**STUDY MATERIAL**
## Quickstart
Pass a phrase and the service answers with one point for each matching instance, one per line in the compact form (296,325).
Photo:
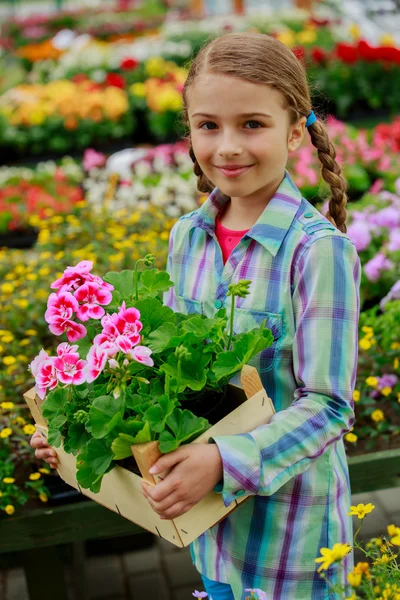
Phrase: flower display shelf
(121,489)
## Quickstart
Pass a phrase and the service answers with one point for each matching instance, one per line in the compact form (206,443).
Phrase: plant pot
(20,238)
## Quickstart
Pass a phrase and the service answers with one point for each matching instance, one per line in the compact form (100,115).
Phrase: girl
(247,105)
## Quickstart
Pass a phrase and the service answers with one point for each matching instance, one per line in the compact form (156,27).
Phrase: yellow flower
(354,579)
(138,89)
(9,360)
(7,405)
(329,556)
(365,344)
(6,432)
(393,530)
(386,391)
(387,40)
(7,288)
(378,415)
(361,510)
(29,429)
...
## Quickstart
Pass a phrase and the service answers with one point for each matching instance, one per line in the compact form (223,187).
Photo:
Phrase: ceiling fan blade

**BRIEF**
When a line in the material above contains the word "each", copy that line out.

**RESULT FOR THIS TASK**
Pass a phrase and the service answers with one point for each matching instance, one per line in the compact form (296,325).
Pass a phrase and the service answers with one point for each matching instance, one per line in the compact form (206,443).
Pass a phrase and the service answers with one point for each matching instance, one per line in the compact form (100,115).
Pass a phrase and the service answers with one point for each matching instance, one per line in the compact form (156,27).
Pass a phrase and the service answers with one point for each matching instance, one per line in the compact form (223,187).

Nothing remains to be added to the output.